**Testo di partenza**
——————————

Arrivo in spiaggia presto portandomi dietro un succulento Maigret d’antan Maigret e l’affare strip-tease, Mondadori 1967. Senza carta scrivo queste ultime note lidesche tra le pagine del libro.
L’ombrellone confina a destra con la passerella così, offrendomi al sole per la prima volta in tre anni, ho una perfetta visuale di “gente che va, gente che viene… che va… tutto senza scopo”: come recita una battuta nel famoso film del 1932, Grand Hotel, un capolavoro della commedia hollywoodiana con la sublime Greta Garbo. Alle orecchie metto le cuffie e tra l’ombra rosata delle palpebre chiuse risuona monumentale il tocco di Glen Gould che esegue L’arte della fuga. Condizione perfetta, se non fosse per uno scalpiccio insistente che mi scuote dalla meditazione musicale. Sono le casalinghe (non solo quelle di Voghera immortalate da Arbasino) tutte munite di permanentina fresca, che s’affrettano all’appuntamento quotidiano presso gli allettanti banchetti dei “vu cumprà” in fase di saldo come un gigantesco outlet che copre la linea del mare. Richiudo gli occhi e Bach come afferma Ramin Baharami mi placa e mi conforta. Una bambinetta arriva di corsa: “buongiorno!” esclama tutta eccitata occhieggiando le cuffie. Accetto la sfida e gliele metto alle orecchie, ma il risultato – ahimè! – è una smorfia disgustata. Così, rotto l’incanto, mi dedico all’osservazione del passeggio. Due signore discutono sul com’è difficile andare in villeggiatura a causa delle badanti che si prendono le ferie proprio in agosto e rendono così la vita impossibile. Proprio ieri Guido Ceronetti scrive un impagabile inno alle preziose badanti, vestali di difficili vecchiaie e custodi integerrime di una lingua italiana destinata al declino. Ma “gente che va” lascia il posto ad altre visioni e altri commenti: villeggianti che percorrono la passerella atteggiando il viso a quel disgusto che aleggia sui visi delle modelle come quelle di oggi che esibiscono la loro noia sponsorizzata riempiendo le pagine dei quotidiani per offrire borse e pellicciotti. E nel passaggio la “ggente” si offre non solo nel lato A ma anche in quello B malamente coperto da strisce minuscole di stoffa che a malapena s’inseriscono tra imponenti chiappe che sobbalzano per l’almodovariana “carne tremula”.

——————————

**Dati forniti**
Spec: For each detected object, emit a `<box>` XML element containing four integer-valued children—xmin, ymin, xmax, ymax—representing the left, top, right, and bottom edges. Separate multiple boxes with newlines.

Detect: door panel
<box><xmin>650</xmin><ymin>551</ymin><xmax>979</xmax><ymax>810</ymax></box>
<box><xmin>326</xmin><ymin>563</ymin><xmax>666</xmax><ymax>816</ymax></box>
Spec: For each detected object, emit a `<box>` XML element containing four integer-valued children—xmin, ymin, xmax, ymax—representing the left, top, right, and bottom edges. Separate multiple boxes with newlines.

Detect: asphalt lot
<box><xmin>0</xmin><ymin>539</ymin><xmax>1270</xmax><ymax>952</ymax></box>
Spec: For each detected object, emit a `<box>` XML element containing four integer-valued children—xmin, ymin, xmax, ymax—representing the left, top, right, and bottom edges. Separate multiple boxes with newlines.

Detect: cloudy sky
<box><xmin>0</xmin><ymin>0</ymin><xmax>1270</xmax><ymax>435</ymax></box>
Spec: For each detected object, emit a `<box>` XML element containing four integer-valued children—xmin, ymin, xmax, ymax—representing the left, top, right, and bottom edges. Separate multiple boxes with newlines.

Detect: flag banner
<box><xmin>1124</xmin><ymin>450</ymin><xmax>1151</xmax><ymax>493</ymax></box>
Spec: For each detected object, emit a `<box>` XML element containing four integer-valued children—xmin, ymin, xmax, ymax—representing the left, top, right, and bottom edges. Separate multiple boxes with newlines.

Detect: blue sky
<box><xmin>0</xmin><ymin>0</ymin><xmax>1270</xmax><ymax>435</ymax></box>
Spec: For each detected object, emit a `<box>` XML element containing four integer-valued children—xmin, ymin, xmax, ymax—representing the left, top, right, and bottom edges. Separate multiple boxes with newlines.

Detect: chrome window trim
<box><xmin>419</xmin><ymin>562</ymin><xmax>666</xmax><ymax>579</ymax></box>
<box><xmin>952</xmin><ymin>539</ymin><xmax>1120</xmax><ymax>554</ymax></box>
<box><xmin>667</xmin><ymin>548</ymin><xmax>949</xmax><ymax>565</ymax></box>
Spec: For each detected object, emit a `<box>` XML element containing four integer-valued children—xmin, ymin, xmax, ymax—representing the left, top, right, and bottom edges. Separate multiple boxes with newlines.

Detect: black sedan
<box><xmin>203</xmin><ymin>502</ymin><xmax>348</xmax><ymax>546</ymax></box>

——————————

**Consegna**
Riporta parola per parola il passo del testo sulla mattina in spiaggia compreso tra "Arrivo in spiaggia" e "pagine del libro.", estremi inclusi. Per rispondere serve soltanto il testo.

**Esercizio svolto**
Arrivo in spiaggia presto portandomi dietro un succulento Maigret d’antan Maigret e l’affare strip-tease, Mondadori 1967. Senza carta scrivo queste ultime note lidesche tra le pagine del libro.